Description of the task:
Edit the lines starting with the line that contains "the tall grass?" and going on through the line that contains "161 L 7 252": replace "formatting" with "layout" and leave everything else unchanged.

[Segmentation dataset entries]
##########
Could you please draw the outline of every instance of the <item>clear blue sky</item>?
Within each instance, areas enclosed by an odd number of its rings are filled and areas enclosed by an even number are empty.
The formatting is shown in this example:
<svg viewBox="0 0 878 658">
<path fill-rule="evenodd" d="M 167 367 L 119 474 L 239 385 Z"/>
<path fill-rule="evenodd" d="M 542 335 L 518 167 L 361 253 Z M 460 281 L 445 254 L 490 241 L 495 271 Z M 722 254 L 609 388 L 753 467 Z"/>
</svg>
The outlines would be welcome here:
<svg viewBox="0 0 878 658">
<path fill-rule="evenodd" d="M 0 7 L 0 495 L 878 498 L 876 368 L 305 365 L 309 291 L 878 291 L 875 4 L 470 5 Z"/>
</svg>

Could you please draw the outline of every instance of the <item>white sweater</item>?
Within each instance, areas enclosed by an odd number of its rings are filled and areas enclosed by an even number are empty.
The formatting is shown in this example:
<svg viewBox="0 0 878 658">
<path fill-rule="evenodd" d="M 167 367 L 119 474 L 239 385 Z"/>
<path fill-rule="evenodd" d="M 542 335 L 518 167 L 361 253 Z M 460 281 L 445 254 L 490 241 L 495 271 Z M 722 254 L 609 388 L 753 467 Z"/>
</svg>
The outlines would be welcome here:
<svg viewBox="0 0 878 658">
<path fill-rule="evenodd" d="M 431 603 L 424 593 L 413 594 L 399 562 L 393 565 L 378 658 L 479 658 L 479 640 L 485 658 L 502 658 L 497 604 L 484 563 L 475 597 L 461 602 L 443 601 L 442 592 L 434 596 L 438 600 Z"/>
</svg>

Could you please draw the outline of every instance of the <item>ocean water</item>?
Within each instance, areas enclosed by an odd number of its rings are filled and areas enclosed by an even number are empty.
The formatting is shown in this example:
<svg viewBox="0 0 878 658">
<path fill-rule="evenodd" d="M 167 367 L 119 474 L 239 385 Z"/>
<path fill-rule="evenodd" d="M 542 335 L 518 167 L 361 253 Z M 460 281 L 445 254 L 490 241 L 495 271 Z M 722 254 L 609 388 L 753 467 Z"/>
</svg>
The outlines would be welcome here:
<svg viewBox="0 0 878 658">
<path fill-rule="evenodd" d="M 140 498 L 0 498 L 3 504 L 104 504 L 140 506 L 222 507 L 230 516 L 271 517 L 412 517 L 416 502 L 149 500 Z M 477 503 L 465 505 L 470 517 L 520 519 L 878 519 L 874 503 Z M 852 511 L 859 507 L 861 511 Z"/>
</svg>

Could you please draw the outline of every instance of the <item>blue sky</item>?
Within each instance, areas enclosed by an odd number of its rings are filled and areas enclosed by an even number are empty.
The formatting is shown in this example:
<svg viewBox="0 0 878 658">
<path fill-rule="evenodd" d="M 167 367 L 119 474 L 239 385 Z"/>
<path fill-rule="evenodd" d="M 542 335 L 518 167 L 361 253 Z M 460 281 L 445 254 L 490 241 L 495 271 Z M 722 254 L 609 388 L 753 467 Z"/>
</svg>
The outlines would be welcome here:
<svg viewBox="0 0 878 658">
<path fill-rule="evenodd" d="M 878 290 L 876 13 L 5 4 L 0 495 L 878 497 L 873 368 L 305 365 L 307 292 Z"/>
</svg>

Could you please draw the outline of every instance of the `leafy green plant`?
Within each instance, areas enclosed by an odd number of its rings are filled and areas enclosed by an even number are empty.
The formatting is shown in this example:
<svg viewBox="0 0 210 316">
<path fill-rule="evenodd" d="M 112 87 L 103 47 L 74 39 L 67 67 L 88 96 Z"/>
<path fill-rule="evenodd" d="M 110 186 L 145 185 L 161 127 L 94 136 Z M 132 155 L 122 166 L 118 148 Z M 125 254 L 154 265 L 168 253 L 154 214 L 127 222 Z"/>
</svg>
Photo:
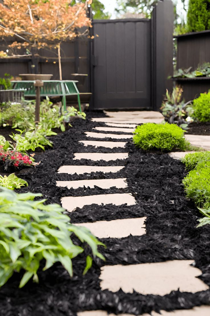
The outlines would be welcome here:
<svg viewBox="0 0 210 316">
<path fill-rule="evenodd" d="M 39 147 L 43 150 L 45 146 L 53 147 L 52 142 L 47 138 L 47 136 L 57 135 L 57 133 L 53 132 L 51 129 L 45 130 L 43 128 L 38 127 L 34 130 L 26 132 L 22 136 L 24 131 L 16 129 L 20 134 L 10 135 L 10 137 L 16 143 L 15 149 L 18 151 L 26 153 L 30 150 L 34 151 L 36 148 Z"/>
<path fill-rule="evenodd" d="M 193 102 L 192 116 L 197 121 L 210 122 L 210 91 L 207 93 L 201 93 L 200 96 L 195 99 Z"/>
<path fill-rule="evenodd" d="M 188 125 L 193 121 L 190 114 L 192 112 L 190 104 L 192 101 L 186 103 L 182 100 L 183 90 L 180 87 L 174 88 L 172 93 L 167 90 L 160 109 L 166 122 L 176 124 L 183 130 L 188 129 Z"/>
<path fill-rule="evenodd" d="M 193 170 L 197 165 L 203 161 L 210 161 L 210 151 L 200 151 L 187 154 L 181 160 L 186 170 Z"/>
<path fill-rule="evenodd" d="M 210 28 L 209 0 L 189 0 L 187 12 L 189 32 L 197 32 Z"/>
<path fill-rule="evenodd" d="M 182 182 L 187 198 L 199 207 L 210 208 L 210 161 L 200 162 Z"/>
<path fill-rule="evenodd" d="M 43 259 L 44 270 L 60 262 L 71 276 L 71 259 L 83 251 L 82 246 L 73 243 L 71 239 L 73 234 L 90 246 L 94 257 L 104 259 L 98 250 L 98 246 L 103 244 L 87 228 L 71 224 L 58 204 L 45 205 L 45 200 L 34 200 L 41 196 L 0 189 L 0 286 L 14 271 L 21 269 L 25 272 L 20 288 L 32 277 L 34 282 L 38 282 L 37 271 Z M 83 273 L 91 265 L 89 256 Z"/>
<path fill-rule="evenodd" d="M 5 73 L 4 77 L 0 78 L 0 89 L 7 90 L 12 89 L 12 84 L 10 81 L 11 76 L 9 74 Z"/>
<path fill-rule="evenodd" d="M 18 178 L 14 173 L 11 173 L 8 177 L 6 175 L 3 177 L 0 174 L 0 186 L 14 190 L 15 189 L 20 189 L 21 186 L 24 185 L 28 186 L 26 181 Z"/>
<path fill-rule="evenodd" d="M 138 126 L 134 134 L 134 143 L 145 150 L 155 148 L 169 151 L 179 148 L 185 150 L 190 148 L 182 129 L 174 124 L 146 123 Z"/>
</svg>

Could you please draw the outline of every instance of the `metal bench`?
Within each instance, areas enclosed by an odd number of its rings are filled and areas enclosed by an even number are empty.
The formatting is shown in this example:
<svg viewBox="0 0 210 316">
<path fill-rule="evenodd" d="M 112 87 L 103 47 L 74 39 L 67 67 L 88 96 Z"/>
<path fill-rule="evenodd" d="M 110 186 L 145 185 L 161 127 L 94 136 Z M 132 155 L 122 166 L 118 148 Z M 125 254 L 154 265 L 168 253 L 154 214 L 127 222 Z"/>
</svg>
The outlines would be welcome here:
<svg viewBox="0 0 210 316">
<path fill-rule="evenodd" d="M 62 104 L 65 111 L 66 109 L 66 95 L 77 96 L 79 109 L 82 112 L 79 92 L 77 89 L 76 80 L 43 80 L 44 85 L 41 88 L 41 97 L 62 96 Z M 13 89 L 15 90 L 23 89 L 25 96 L 35 97 L 36 88 L 34 85 L 34 80 L 14 80 Z"/>
</svg>

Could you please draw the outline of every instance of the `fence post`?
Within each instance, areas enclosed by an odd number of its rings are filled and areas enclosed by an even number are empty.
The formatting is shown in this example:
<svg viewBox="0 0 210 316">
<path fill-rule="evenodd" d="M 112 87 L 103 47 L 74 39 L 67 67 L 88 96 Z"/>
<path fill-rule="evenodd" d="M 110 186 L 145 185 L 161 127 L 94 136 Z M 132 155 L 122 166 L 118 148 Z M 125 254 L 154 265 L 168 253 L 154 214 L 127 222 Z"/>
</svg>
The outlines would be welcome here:
<svg viewBox="0 0 210 316">
<path fill-rule="evenodd" d="M 174 16 L 171 0 L 162 0 L 154 8 L 152 18 L 152 102 L 158 111 L 166 89 L 171 90 L 173 74 Z"/>
</svg>

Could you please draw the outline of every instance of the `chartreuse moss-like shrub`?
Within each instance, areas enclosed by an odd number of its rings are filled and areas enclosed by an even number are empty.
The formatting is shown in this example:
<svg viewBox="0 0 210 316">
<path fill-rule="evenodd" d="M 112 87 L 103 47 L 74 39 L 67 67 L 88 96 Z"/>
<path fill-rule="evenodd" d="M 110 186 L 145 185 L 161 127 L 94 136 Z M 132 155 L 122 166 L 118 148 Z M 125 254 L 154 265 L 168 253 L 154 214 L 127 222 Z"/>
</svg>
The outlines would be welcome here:
<svg viewBox="0 0 210 316">
<path fill-rule="evenodd" d="M 187 150 L 190 143 L 184 137 L 183 130 L 175 124 L 146 123 L 138 126 L 133 141 L 142 149 L 153 149 L 171 150 L 174 148 Z"/>
<path fill-rule="evenodd" d="M 71 259 L 83 251 L 74 244 L 73 234 L 90 247 L 94 256 L 104 259 L 98 250 L 98 246 L 103 244 L 87 228 L 71 224 L 58 204 L 45 205 L 45 200 L 34 200 L 41 195 L 0 190 L 0 286 L 14 271 L 22 269 L 25 272 L 20 288 L 32 277 L 38 282 L 37 271 L 43 259 L 46 261 L 44 270 L 59 262 L 72 276 Z M 92 260 L 87 256 L 84 274 Z"/>
<path fill-rule="evenodd" d="M 210 29 L 210 0 L 189 0 L 187 29 L 189 32 Z"/>
<path fill-rule="evenodd" d="M 200 207 L 210 209 L 210 161 L 198 163 L 182 182 L 187 198 Z"/>
<path fill-rule="evenodd" d="M 192 116 L 199 122 L 210 122 L 210 92 L 201 93 L 193 100 Z"/>
<path fill-rule="evenodd" d="M 210 151 L 200 151 L 187 154 L 182 159 L 186 170 L 193 170 L 198 164 L 203 161 L 210 161 Z"/>
</svg>

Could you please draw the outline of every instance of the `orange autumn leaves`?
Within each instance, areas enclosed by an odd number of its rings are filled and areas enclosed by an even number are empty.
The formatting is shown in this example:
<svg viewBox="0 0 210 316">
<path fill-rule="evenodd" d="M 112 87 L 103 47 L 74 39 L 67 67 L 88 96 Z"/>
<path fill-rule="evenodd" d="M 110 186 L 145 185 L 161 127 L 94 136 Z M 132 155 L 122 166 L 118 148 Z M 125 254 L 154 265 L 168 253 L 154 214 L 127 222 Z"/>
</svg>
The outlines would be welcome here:
<svg viewBox="0 0 210 316">
<path fill-rule="evenodd" d="M 12 46 L 18 48 L 54 46 L 81 35 L 81 28 L 87 30 L 91 27 L 86 9 L 92 0 L 73 5 L 72 0 L 3 2 L 0 3 L 0 36 L 16 35 L 18 39 Z"/>
</svg>

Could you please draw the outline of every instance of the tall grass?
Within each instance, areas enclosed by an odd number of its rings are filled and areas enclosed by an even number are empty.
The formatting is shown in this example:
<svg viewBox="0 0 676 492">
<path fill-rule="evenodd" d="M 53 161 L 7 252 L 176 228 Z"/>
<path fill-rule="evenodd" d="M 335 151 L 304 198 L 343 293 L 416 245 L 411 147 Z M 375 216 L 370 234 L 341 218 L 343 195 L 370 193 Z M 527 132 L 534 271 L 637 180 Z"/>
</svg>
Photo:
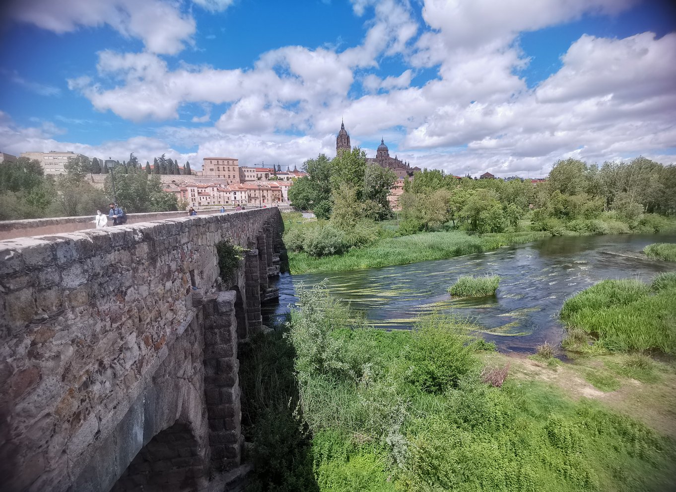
##########
Full solution:
Could you please draw the outline of every instance of the tall grass?
Within each instance, areas enclosed by an odd number of its rings are filled and areas enclosed by an even number are empty.
The layout is shown in this example:
<svg viewBox="0 0 676 492">
<path fill-rule="evenodd" d="M 53 161 L 7 252 L 176 228 Z"/>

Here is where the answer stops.